## WORK ITEM:
Reply only with how many lines in these entries hold the string "white".

## Records excerpted from a collection:
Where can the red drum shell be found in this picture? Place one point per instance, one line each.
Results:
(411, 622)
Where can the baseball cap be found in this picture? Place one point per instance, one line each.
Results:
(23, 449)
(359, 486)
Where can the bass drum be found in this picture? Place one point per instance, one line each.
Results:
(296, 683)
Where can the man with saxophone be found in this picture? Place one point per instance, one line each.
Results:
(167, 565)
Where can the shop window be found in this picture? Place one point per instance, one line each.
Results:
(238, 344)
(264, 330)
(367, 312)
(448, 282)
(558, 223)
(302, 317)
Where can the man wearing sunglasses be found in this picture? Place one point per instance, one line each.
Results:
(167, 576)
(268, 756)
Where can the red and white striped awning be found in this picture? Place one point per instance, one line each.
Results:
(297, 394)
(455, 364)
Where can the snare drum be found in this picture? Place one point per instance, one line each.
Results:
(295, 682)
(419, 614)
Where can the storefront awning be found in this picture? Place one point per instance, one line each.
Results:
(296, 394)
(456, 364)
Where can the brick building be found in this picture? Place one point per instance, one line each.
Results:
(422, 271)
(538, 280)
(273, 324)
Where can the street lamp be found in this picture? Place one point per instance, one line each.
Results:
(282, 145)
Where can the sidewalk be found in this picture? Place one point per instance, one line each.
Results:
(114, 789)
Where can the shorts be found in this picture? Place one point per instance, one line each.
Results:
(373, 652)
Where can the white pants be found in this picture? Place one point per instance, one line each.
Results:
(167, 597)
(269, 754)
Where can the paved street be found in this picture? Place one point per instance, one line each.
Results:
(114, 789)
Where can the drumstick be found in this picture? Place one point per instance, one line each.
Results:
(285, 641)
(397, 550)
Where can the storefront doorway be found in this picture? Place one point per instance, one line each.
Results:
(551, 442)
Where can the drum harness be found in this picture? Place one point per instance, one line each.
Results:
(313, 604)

## SOLVED PROBLEM:
2